## Task to complete
Starting with the line that contains "Exercise. Point out the flock" and running through the final line of the listing below, give each line as one string in a JSON list, leaving out blank lines.

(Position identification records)
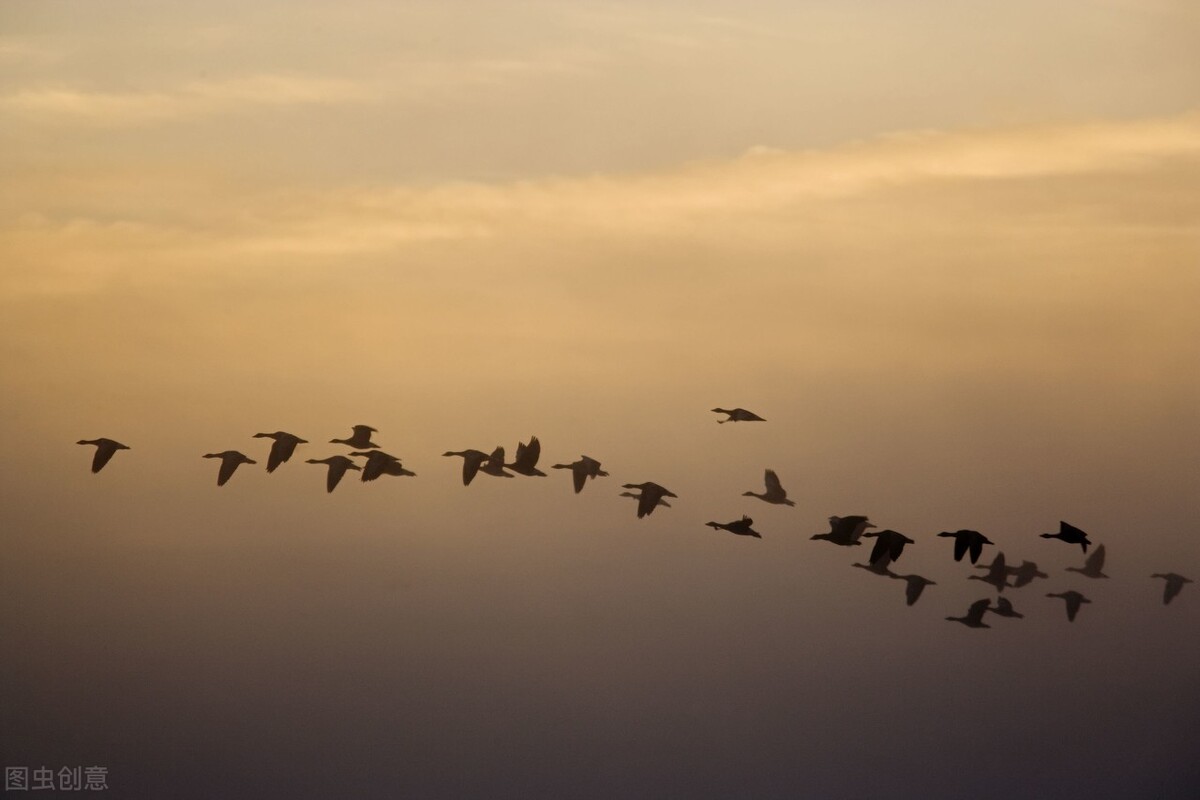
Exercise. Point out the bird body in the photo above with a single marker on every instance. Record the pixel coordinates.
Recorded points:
(229, 462)
(337, 467)
(105, 450)
(774, 493)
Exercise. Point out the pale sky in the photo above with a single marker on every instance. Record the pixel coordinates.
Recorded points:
(948, 250)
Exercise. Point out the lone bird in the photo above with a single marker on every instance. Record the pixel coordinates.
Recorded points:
(282, 449)
(526, 462)
(472, 459)
(583, 469)
(775, 492)
(105, 450)
(846, 530)
(738, 415)
(997, 573)
(1092, 565)
(888, 545)
(1074, 600)
(360, 439)
(739, 527)
(1174, 584)
(649, 497)
(1071, 535)
(965, 541)
(975, 614)
(337, 467)
(1005, 608)
(229, 462)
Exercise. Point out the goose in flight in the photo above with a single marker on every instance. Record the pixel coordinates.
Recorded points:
(846, 530)
(337, 467)
(1071, 535)
(649, 497)
(495, 464)
(1074, 600)
(739, 527)
(583, 469)
(997, 573)
(381, 463)
(888, 546)
(1174, 584)
(1092, 565)
(229, 461)
(775, 492)
(105, 450)
(360, 439)
(472, 459)
(738, 415)
(1005, 608)
(526, 462)
(281, 450)
(965, 541)
(915, 585)
(637, 497)
(975, 614)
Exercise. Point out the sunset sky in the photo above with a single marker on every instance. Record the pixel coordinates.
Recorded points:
(951, 251)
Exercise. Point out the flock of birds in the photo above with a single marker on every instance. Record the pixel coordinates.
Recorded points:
(845, 531)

## Result of this task
[
  "Exercise. Point out the flock of birds in the photo above with a single marker on every instance. Record the pixel coordinates.",
  "Recorded points:",
  "(845, 531)"
]